→ **TASK TO CARRY OUT**
From the line that contains "flag shown in the photo above." to the last line of the entries, set down each line exactly as written, both ends included, with nothing else.

→ **EXERCISE MATERIALS**

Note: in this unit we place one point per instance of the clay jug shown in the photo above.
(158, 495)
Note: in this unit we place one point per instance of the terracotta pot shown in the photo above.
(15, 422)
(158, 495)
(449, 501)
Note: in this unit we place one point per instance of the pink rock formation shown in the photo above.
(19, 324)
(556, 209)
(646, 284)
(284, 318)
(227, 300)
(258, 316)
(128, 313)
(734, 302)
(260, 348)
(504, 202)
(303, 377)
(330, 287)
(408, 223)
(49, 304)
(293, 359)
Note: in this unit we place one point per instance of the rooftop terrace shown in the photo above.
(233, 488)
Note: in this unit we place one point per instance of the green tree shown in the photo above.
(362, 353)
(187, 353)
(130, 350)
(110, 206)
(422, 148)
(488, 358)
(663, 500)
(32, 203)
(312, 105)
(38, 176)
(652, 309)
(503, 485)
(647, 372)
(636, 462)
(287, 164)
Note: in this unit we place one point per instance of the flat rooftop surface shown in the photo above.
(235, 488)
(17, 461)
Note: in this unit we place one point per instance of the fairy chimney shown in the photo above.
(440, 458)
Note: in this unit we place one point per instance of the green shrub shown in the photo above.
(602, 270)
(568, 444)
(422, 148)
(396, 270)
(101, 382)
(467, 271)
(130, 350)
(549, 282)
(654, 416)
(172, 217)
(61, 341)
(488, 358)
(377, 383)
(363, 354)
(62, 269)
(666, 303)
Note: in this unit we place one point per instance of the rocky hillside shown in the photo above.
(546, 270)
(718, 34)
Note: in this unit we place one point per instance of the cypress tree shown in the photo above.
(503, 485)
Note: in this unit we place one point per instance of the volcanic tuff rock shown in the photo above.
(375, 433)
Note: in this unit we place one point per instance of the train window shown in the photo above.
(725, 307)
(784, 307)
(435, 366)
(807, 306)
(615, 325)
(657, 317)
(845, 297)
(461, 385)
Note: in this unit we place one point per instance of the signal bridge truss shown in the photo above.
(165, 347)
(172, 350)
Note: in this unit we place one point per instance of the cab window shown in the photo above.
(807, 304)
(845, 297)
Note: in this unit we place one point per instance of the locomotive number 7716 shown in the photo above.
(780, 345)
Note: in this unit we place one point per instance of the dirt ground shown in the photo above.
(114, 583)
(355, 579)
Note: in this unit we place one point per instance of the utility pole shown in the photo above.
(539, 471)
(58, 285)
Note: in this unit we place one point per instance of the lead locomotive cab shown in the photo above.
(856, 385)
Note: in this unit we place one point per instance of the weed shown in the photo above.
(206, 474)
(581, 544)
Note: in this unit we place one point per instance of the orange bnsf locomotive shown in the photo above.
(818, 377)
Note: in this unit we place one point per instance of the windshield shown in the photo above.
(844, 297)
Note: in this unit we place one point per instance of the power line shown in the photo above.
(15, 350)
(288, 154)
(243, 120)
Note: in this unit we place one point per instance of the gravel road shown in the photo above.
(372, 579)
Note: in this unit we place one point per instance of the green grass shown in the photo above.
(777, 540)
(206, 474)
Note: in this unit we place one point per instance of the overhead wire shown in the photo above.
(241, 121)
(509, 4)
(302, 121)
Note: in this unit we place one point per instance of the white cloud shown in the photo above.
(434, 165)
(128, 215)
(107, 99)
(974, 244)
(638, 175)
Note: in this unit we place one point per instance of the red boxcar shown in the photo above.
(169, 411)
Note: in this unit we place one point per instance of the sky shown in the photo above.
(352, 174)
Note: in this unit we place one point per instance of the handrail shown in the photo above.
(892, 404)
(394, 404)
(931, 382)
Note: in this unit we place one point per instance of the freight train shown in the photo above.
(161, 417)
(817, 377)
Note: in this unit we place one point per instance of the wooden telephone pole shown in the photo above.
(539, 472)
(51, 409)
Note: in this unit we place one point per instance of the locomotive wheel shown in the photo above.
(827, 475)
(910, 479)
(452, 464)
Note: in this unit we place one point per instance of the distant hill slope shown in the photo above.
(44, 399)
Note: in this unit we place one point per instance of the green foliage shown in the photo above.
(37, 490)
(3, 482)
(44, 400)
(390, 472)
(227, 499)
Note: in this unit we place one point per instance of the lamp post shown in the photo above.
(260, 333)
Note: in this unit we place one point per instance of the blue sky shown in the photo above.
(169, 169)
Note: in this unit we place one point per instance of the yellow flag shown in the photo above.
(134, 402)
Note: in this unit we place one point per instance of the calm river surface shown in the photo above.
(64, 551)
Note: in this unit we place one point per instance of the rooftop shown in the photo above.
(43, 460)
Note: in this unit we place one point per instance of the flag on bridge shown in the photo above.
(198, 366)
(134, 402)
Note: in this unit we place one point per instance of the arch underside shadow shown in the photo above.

→ **THE ANSWER**
Note: in this unit we place one point per instance of the yellow flag shown in the photo above.
(134, 402)
Note: in this unit we place one point per instance of the calm river surface shown in the photo above.
(64, 551)
Note: in this unit we place one point per instance of the rooftop shown in the photo above.
(43, 460)
Note: in this unit we place one point per instance of the flag on bridge shown in the photo above.
(198, 366)
(134, 402)
Note: in this unit we place one point per instance of the arch underside shadow shown in the photo above.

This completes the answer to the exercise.